● TEXTO DO DOCUMENTO:
• • • • •
NORDESTE: Pensando nesse pêndulo, Erundina fala que o PT fez um desserviço a esquerda, e todo o movimento atual é uma movimento que amplia as forças de direita e dificulta as forças de esquerda. Aí eu coloco outra questão, há também uma crise generalizada dos partidos, não é isso?
Vitor Amorim:
Há sim, e isso não vem de hoje. Há uma crise que também não é só dos partidos. É dos partidos se você pensa em partidos como uma instituição de mobilização, de agregação de preferência que existem na sociedade. A sociedade é heterogenia, é múltipla. Como essa multiplicidade, essa heterogeneidade se expressa nas instituições, quem é que agrega as demandas dos trabalhadores, dos empresários e estudantes? Até bem pouco tempo atrás, através dos partidos, sobretudo. Através dos seus políticos eleitos pelo seu voto, pelo sufrágio universal. Portanto, havia representantes, filiados a partidos, atuando em instituições políticas, notadamente o Legislativo, que representavam os interesses da população e agregavam as preferências. Então, a melhor maneira de expressar suas preferências era por meio do voto. Isso já vem se perdendo na Europa, nos EUA, no Japão e no Brasil, na América Latina como um todo há um bom tempo. Ou seja, há uma crise de representação, um questionamento que os representantes não nos representam mais. Isso está claro nas manifestações de 2013. Uma crise dos partidos políticos, que é uma crise e um questionamento sobre a democracia representativa como um todo, no sentido que eles não são os únicos canais de representação, não são as únicas formas de agregar as preferencias que existem na sociedade. Então você tem muita gente pedindo canais de democracia direta, pensando que existem outras formas como coletivos que existem na sociedade, movimentos sociais que devem ser escutados, porque eles também representam, eles também organizam as preferências que existem na sociedade.
• • • • •
● DADOS APRESENTADOS:
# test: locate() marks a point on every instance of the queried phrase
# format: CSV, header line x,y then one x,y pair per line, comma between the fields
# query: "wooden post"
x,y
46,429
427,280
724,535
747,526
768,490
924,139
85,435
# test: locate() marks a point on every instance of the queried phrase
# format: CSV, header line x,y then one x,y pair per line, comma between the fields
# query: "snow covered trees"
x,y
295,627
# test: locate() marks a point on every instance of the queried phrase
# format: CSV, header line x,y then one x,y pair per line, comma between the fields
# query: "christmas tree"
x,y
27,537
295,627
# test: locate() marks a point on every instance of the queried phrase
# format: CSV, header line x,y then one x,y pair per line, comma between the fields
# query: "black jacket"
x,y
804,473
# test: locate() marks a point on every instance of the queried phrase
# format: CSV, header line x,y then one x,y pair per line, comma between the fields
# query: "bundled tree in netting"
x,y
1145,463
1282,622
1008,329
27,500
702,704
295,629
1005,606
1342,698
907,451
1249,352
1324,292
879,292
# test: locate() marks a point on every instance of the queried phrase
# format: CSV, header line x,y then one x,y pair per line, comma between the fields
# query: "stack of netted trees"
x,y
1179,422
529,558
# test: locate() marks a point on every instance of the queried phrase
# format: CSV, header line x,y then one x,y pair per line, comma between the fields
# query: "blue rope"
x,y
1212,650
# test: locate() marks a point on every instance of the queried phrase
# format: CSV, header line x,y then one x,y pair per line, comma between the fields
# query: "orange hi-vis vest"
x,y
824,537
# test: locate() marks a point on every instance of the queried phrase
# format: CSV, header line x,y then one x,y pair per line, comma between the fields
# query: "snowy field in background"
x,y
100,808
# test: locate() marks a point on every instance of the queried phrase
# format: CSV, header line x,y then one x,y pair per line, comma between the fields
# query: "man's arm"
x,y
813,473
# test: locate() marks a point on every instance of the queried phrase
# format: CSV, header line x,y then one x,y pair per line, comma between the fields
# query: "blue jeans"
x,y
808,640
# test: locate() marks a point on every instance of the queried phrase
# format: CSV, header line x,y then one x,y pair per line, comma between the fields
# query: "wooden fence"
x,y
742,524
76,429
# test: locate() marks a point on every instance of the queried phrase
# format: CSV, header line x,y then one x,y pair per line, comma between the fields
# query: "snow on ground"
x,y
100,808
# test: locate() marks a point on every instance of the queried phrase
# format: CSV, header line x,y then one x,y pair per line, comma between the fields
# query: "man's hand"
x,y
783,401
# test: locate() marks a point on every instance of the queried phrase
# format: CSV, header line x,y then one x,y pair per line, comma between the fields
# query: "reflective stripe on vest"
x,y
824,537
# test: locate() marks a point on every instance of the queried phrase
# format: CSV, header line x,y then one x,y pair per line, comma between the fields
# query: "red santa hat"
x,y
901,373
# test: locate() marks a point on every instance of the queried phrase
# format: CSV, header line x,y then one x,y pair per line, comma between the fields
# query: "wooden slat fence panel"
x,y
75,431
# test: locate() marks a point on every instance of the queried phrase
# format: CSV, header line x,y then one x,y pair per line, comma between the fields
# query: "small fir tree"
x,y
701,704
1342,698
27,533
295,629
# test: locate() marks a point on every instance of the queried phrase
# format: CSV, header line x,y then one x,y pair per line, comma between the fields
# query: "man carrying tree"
• • • • •
● DESCRIÇÃO DA TAREFA: Transcreva, sem alterar nada, tudo o que vai de "NORDESTE: Pensando nesse" até "não é isso?" na entrevista sobre a crise dos partidos. A listagem não tem papel algum nesta atividade.

● RESULTADO DA TAREFA:
NORDESTE: Pensando nesse pêndulo, Erundina fala que o PT fez um desserviço a esquerda, e todo o movimento atual é uma movimento que amplia as forças de direita e dificulta as forças de esquerda. Aí eu coloco outra questão, há também uma crise generalizada dos partidos, não é isso?